→ **What to produce**:
For every entry below, give an exact repeat and leave out the pictures.

--- START ---

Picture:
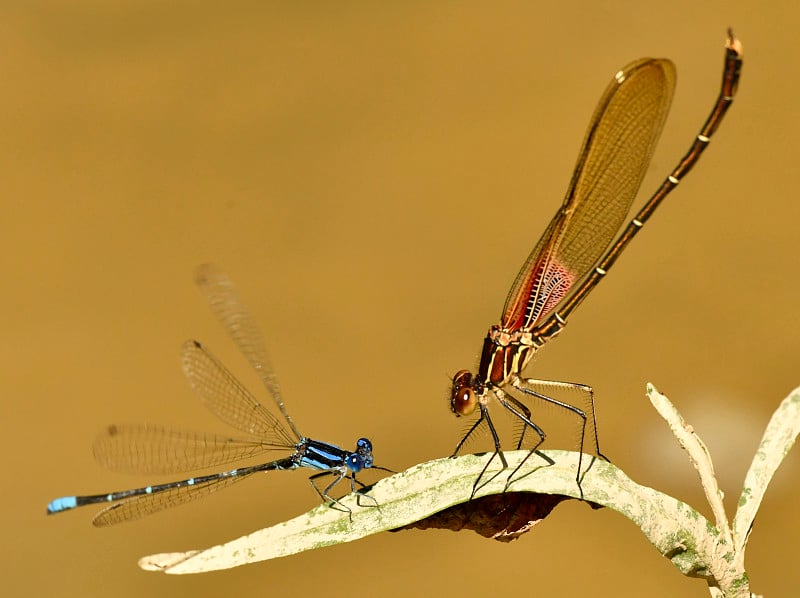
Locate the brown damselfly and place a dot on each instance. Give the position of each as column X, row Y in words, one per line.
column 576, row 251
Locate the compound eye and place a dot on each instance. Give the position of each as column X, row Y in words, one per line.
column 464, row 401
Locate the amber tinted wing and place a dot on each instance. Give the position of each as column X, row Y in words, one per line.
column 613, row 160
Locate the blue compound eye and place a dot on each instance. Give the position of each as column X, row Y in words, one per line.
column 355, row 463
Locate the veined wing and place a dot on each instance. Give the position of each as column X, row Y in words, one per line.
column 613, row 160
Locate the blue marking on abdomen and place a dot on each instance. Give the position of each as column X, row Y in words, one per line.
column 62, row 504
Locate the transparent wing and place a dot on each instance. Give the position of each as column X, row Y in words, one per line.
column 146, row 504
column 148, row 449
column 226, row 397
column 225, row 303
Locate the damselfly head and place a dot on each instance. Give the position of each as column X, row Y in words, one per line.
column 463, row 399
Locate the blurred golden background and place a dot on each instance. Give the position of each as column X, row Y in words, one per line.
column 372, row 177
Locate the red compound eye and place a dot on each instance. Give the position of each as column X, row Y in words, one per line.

--- END ---

→ **Answer to the exercise**:
Picture:
Locate the brown damselfly and place a dot on each instance. Give the position of each as column X, row Y in words, one per line.
column 576, row 251
Locate the compound eye and place a dot on each instance. Give the position of each as column X, row Y in words, one per line.
column 464, row 401
Locate the amber tinted wing and place a dot on each instance. Give the position of each as column X, row Y in words, one per line.
column 613, row 160
Locate the blue compound eye and place a dot on each instance. Give the position of each as column X, row Y in words, one per line.
column 355, row 463
Locate the veined wing and place a dot on each instance. Give the position of each as column X, row Y in words, one per line.
column 613, row 160
Locate the blue marking on abdomen and place a dot on each instance. Give the position of each as column X, row Y in words, one per line.
column 62, row 504
Locate the transparent wing and place a dot on each instance. Give the position of each as column X, row Y in words, one per line.
column 146, row 504
column 148, row 449
column 226, row 397
column 225, row 303
Locate the damselfly head and place a dot on each instance. Give the position of each as column X, row Y in words, one per line.
column 463, row 399
Locate the blurred golden background and place a dot on each instance. Give the position of each as column X, row Y in words, one per line.
column 372, row 177
Locate the red compound eye and place a dot on each instance. Give the position of each as column X, row Y in words, one per line.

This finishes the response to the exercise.